Identify each row below that contains the word "helmet", and copy every one of those rows in full.

**Records provided:**
****

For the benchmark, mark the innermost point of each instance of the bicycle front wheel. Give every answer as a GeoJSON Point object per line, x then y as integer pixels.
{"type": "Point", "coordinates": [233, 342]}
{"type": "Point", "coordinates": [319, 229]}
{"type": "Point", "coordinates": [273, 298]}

****

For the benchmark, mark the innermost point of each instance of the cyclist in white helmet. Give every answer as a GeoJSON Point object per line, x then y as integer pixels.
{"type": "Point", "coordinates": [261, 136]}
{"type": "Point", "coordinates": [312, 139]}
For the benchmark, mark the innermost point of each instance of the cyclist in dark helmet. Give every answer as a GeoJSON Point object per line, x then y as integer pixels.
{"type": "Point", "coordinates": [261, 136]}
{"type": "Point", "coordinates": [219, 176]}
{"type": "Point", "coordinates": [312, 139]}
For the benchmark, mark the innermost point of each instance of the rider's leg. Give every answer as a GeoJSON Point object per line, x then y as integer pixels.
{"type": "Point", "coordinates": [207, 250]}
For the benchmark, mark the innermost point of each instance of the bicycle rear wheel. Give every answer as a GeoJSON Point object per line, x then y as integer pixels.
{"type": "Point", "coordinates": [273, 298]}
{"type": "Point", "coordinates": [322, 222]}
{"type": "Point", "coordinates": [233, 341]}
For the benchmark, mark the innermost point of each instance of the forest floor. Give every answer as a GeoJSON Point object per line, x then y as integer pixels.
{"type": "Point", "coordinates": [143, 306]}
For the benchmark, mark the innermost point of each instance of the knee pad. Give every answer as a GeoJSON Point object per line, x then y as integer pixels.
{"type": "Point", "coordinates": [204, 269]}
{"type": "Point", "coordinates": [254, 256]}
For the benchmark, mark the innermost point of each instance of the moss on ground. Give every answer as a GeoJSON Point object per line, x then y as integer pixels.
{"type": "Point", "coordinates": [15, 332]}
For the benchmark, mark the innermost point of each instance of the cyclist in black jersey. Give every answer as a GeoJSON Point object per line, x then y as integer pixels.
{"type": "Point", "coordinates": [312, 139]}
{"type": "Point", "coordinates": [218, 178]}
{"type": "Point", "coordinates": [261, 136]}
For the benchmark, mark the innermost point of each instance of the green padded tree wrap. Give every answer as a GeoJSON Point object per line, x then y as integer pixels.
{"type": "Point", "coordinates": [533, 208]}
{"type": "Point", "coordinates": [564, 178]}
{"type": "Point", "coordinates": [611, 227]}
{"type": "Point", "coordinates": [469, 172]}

****

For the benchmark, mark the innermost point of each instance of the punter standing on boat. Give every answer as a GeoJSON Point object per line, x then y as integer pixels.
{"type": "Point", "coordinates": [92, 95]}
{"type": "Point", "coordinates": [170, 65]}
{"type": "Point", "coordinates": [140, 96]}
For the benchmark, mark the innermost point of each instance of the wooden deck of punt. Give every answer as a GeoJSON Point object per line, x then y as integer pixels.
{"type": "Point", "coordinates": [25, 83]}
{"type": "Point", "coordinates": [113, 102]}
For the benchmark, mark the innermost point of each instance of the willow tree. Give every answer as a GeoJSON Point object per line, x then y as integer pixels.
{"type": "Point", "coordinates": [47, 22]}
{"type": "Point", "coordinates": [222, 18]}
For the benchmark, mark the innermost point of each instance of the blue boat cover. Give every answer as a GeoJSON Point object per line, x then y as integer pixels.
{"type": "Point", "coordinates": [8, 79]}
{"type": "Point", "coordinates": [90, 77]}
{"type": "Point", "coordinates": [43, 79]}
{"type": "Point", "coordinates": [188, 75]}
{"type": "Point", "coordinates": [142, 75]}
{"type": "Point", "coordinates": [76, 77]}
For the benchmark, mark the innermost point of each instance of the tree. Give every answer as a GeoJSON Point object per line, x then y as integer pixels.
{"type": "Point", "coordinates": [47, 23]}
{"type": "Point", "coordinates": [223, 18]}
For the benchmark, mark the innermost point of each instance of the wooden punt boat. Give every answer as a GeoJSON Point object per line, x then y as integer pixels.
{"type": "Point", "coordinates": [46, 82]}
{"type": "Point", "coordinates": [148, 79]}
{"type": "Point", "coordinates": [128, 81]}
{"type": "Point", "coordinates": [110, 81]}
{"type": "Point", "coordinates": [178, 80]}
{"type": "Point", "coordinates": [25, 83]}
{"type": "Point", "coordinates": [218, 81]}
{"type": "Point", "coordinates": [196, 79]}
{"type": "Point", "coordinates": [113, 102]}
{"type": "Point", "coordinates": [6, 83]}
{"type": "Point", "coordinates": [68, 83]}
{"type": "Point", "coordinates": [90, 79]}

****

**Final result:**
For the benchmark, mark the innermost point of each instance of the cyclist in white helmet. Give every answer as a GeoJSON Point object per line, x then y as integer pixels.
For the benchmark, mark the innermost point of each instance of the cyclist in dark helmet. Give every answer as a GeoJSON Point object per line, x then y as integer pixels.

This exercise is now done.